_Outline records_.
_ _ _

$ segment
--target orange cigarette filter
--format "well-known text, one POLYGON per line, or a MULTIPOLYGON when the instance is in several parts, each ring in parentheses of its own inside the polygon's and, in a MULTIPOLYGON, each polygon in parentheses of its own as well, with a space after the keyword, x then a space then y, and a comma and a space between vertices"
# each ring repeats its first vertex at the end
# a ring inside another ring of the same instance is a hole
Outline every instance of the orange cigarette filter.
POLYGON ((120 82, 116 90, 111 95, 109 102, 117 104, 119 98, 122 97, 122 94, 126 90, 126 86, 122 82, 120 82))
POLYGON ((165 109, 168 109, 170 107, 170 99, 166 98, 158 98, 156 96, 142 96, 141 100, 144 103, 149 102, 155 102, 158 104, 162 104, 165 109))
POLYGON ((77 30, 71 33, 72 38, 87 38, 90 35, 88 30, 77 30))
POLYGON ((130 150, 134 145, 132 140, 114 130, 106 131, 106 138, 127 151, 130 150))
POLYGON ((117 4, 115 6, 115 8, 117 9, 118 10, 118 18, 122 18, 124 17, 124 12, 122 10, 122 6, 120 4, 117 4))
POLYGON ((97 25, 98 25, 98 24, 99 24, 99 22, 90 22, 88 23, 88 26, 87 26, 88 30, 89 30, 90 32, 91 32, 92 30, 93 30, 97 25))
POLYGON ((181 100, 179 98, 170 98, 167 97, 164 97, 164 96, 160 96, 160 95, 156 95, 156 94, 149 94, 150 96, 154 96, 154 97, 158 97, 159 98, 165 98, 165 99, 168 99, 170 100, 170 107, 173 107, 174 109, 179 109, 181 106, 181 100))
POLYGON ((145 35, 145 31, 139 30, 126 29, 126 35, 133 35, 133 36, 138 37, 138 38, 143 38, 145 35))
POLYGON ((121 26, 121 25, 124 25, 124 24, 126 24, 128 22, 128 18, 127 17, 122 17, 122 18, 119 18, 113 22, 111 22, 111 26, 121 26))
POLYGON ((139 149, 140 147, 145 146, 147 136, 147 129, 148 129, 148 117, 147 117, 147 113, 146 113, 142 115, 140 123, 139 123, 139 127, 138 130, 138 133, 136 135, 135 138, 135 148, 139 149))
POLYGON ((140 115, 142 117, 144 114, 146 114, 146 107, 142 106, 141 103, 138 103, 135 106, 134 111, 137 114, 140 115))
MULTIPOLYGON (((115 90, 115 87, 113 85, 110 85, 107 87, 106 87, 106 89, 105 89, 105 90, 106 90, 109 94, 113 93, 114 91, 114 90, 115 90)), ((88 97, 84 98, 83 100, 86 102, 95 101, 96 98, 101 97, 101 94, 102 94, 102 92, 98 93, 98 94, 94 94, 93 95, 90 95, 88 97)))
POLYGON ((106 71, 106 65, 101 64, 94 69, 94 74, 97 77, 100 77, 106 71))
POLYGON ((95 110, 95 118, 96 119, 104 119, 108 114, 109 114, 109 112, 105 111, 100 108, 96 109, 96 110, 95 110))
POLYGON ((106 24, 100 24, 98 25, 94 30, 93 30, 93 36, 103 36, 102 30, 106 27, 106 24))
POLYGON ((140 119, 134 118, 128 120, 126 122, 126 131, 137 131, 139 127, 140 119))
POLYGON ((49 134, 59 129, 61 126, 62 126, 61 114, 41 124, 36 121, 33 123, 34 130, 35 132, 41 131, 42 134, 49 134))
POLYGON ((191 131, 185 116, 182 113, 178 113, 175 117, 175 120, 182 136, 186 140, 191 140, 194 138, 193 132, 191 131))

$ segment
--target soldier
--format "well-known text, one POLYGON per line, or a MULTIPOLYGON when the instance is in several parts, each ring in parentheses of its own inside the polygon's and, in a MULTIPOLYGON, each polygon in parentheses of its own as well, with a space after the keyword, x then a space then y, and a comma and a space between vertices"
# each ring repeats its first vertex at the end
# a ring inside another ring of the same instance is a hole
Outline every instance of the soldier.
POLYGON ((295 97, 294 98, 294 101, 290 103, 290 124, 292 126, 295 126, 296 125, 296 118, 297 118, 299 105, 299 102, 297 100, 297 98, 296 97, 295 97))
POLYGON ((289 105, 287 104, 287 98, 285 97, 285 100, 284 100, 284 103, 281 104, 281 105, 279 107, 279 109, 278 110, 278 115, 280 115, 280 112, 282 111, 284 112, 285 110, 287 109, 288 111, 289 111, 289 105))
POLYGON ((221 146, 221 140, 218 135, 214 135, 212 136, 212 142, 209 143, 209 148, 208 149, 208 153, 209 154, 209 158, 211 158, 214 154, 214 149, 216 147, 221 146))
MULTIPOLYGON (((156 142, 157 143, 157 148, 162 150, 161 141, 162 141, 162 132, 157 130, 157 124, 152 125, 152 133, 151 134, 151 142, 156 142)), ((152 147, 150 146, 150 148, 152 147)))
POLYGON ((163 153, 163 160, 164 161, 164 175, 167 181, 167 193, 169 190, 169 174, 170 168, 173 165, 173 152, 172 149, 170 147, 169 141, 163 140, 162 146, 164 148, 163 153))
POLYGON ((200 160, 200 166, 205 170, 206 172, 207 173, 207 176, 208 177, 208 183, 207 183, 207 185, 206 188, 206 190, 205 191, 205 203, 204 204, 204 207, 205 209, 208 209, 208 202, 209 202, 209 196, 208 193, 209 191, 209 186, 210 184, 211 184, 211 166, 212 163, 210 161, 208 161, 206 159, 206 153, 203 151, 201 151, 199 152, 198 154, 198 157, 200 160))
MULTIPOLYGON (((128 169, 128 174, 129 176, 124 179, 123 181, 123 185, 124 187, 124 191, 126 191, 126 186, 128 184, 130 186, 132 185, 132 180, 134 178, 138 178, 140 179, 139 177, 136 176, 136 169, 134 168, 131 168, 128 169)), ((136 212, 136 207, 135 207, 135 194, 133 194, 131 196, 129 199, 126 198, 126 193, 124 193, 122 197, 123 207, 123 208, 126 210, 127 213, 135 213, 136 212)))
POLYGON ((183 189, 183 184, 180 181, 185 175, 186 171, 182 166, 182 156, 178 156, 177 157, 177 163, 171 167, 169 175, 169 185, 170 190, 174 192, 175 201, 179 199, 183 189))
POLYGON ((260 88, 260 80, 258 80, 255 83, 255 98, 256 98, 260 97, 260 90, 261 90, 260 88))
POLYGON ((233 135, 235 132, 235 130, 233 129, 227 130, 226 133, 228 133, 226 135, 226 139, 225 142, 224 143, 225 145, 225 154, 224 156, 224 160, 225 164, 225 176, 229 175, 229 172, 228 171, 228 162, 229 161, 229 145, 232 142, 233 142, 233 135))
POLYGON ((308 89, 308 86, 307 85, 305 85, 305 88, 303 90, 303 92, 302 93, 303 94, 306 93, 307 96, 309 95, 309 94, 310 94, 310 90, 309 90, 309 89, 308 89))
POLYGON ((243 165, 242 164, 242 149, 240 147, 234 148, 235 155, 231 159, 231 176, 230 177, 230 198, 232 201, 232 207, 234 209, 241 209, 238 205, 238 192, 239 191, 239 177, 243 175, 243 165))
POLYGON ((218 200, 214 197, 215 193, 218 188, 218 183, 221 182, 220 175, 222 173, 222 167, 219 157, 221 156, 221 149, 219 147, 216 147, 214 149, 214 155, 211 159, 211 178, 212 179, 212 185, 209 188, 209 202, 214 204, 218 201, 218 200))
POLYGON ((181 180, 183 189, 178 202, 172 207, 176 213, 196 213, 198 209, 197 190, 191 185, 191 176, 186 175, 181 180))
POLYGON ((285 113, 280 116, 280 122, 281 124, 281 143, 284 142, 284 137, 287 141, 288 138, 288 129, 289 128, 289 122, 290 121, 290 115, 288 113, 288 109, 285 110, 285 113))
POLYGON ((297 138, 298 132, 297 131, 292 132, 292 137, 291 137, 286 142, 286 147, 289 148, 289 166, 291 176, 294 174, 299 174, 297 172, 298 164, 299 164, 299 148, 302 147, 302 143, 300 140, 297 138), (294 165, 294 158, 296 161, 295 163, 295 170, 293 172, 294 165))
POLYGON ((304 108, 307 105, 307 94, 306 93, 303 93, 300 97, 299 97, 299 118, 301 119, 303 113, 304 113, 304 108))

_ _ _

_EXERCISE DIRECTIONS_.
Pull out every line of the records above that contains the word "cigarette".

_WORKED ANSWER_.
--target orange cigarette filter
Outline every instance of the orange cigarette filter.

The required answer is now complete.